=== Activity ===
Retype all data exactly as given. Pictures should not be retyped.

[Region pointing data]
Start of Block

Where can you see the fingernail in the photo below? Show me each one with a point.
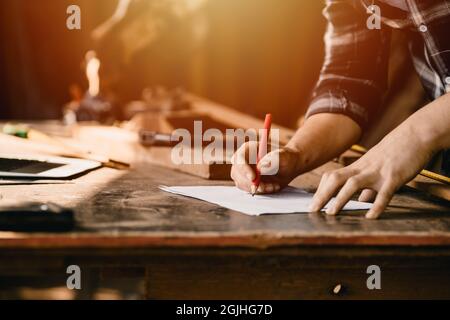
(371, 216)
(265, 164)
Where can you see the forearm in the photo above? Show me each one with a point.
(323, 137)
(431, 124)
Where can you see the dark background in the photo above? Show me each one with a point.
(257, 55)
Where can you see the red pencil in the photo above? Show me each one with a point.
(262, 151)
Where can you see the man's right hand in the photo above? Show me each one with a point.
(321, 138)
(278, 168)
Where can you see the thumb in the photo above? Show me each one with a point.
(270, 163)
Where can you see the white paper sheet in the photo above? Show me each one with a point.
(289, 200)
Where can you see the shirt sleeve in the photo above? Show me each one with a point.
(353, 78)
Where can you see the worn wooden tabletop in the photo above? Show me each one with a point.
(121, 209)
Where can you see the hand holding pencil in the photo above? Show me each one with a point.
(259, 178)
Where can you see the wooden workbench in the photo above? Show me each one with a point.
(185, 248)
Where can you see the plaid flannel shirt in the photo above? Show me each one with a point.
(353, 78)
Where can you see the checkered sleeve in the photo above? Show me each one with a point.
(354, 74)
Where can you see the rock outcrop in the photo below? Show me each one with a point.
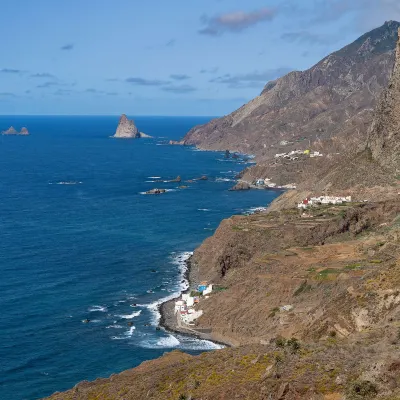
(333, 99)
(384, 135)
(128, 130)
(12, 131)
(241, 185)
(156, 191)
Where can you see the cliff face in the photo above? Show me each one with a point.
(331, 280)
(384, 135)
(333, 98)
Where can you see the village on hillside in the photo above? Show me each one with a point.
(185, 305)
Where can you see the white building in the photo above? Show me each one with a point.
(208, 290)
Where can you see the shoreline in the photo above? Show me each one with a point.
(169, 321)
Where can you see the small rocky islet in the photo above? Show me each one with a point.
(11, 131)
(127, 129)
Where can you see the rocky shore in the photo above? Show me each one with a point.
(170, 321)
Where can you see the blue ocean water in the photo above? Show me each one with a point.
(93, 247)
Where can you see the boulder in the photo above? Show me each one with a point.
(156, 191)
(241, 186)
(10, 131)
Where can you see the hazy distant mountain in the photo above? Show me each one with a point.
(333, 99)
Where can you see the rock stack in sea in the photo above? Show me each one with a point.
(128, 130)
(12, 131)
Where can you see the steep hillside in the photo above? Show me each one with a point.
(384, 134)
(333, 98)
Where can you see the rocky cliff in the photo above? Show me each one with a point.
(313, 302)
(334, 98)
(127, 129)
(13, 131)
(384, 135)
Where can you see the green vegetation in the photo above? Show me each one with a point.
(219, 288)
(280, 342)
(273, 312)
(362, 390)
(352, 267)
(294, 345)
(326, 273)
(303, 288)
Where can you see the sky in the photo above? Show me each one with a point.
(159, 57)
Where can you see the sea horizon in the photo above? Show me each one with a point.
(83, 243)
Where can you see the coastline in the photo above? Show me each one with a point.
(169, 321)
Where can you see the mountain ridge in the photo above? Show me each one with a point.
(334, 98)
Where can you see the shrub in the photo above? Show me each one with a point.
(362, 390)
(303, 288)
(280, 342)
(294, 344)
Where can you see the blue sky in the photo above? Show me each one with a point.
(158, 57)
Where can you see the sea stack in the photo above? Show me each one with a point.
(384, 134)
(12, 131)
(128, 130)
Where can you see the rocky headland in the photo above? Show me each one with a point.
(308, 292)
(13, 131)
(128, 130)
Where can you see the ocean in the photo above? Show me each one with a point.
(80, 241)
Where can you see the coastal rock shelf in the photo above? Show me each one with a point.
(13, 131)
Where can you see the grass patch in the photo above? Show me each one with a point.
(327, 273)
(303, 288)
(273, 312)
(352, 267)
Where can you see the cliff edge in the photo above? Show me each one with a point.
(333, 99)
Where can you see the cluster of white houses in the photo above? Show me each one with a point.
(266, 182)
(312, 201)
(293, 155)
(184, 307)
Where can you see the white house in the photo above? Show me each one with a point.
(208, 290)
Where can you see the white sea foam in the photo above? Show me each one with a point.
(224, 180)
(254, 210)
(98, 309)
(181, 342)
(68, 183)
(130, 316)
(169, 341)
(180, 260)
(128, 334)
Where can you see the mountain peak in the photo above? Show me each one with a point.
(384, 134)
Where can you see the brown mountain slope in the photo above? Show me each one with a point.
(334, 98)
(384, 134)
(340, 275)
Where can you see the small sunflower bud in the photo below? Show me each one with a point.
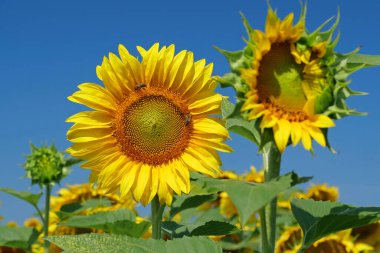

End of Block

=== Response for this exercise ===
Where can you see the fingernail in the photo below? Show me each one with a point.
(371, 216)
(265, 164)
Where can you see the forearm in the photo above? Show me each one with a point.
(323, 137)
(431, 124)
Where can you see the dark background in the photo above? Show me each one with a point.
(257, 55)
Where can you see the red pencil in the photo above? Show me each one with a point.
(262, 151)
Where can you see the man's right hand in the photo above? Show me each one with a point.
(321, 138)
(278, 168)
Where can you see the thumb in the photo above? Show me each one with a point.
(270, 163)
Where can you see the white paper sheet in the photo above? Show me each one with a point.
(289, 200)
Where can you see the shirt sleeve in the photo above? Show me each one with a point.
(353, 78)
Where can you see the worn wooden tabletop in the photo above? Show me each one with a point.
(121, 209)
Where can you see the hand holding pencil in the photo above? Show me each one with a point.
(259, 178)
Where can you see the wooden workbench in the photo above? Show me each one with a point.
(185, 248)
Where can you see the plaid flannel shirt in the photo above? Show me each one with a point.
(353, 78)
Where can you see the checkered sleeve in the photo above? Show me each one with a point.
(354, 74)
Where can you see the rock outcrop in the photo below? Show me each one with a point.
(333, 99)
(384, 135)
(128, 130)
(12, 131)
(241, 185)
(156, 191)
Where can you see the cliff face in the photo above? Show me each one with a point.
(331, 280)
(384, 135)
(333, 98)
Where can you see the village on hillside in the photo above? Show me each one with a point.
(185, 305)
Where can you see the white building in the photo above? Show me each one with a point.
(208, 290)
Where can you see the shoreline in the photo above? Show me each one with a point.
(169, 321)
Where can you see the small rocky islet in the photo above? Show me each one with a point.
(11, 131)
(127, 129)
Where can you see the rocky shore in the photo above? Show me each one with a point.
(170, 321)
Where can you see the blue ocean water in the photo above? Show me each one with a point.
(93, 247)
Where can you see the boulder in the photo above? Show me each one with a point.
(156, 191)
(241, 186)
(10, 131)
Where can you see the hazy distant mountain in the photo above? Show me each one with a point.
(333, 99)
Where can you see the rock stack in sea in the photo above? Show me each one with a point.
(128, 130)
(12, 131)
Where can you see the steep hillside in the photo above? Show me each one with a point.
(384, 134)
(333, 98)
Where can you see the rocky cliff in the photo above? Show me each one with a point.
(313, 302)
(334, 98)
(127, 129)
(13, 131)
(384, 135)
Where can you see the green vegetation in the photo above? Show me each one with a point.
(219, 288)
(280, 342)
(273, 312)
(362, 390)
(352, 267)
(294, 345)
(326, 273)
(303, 288)
Where can you see the sky in the photo above? Show me each one with a point.
(159, 57)
Where can you see the sea horizon in the photo above? Show me each one with a point.
(83, 243)
Where can you see the coastline in the photo above? Show me each one with a point.
(169, 321)
Where can you see the mountain ridge in the photo above? Show me each one with a point.
(334, 98)
Where can you see the shrub in the photo above? Show me each one with a point.
(362, 390)
(303, 288)
(280, 342)
(294, 344)
Where can you see the blue sky in the photo above? Show me each one with a point.
(158, 57)
Where can you see the sea stack in the photo above? Show me each one with a point.
(384, 134)
(12, 131)
(128, 130)
Where can you see the rocky headland in the photo above? Show me each one with a point.
(308, 292)
(13, 131)
(128, 130)
Where can you see the ocean in the photo above? Show me each one with a point.
(80, 241)
Where can you see the coastal rock shelf in the photo above? Show me each one with a point.
(13, 131)
Where can you see the grass patch in the photo above? Show me each one with a point.
(327, 273)
(303, 288)
(273, 312)
(352, 267)
Where can you see the cliff edge in the photo above? Show me each one with a point.
(333, 99)
Where can you see the cluster of white houses in the photo above? Show me each one with a point.
(266, 182)
(312, 201)
(293, 155)
(184, 307)
Where can you see the white house in the photo above? Show me each one with a point.
(208, 290)
Where can you see the white sea foam in the photo above? Show me each one with a point.
(224, 180)
(254, 210)
(98, 309)
(181, 342)
(68, 183)
(130, 316)
(169, 341)
(180, 260)
(128, 334)
Where can you see the mountain peak in the photo above? Show me each one with a point.
(384, 134)
Where can you see the brown mountain slope in the photo above? Show me each one with a point.
(334, 98)
(384, 134)
(340, 275)
Where can you see the small sunflower bud in the photo below? Show me each one with a point.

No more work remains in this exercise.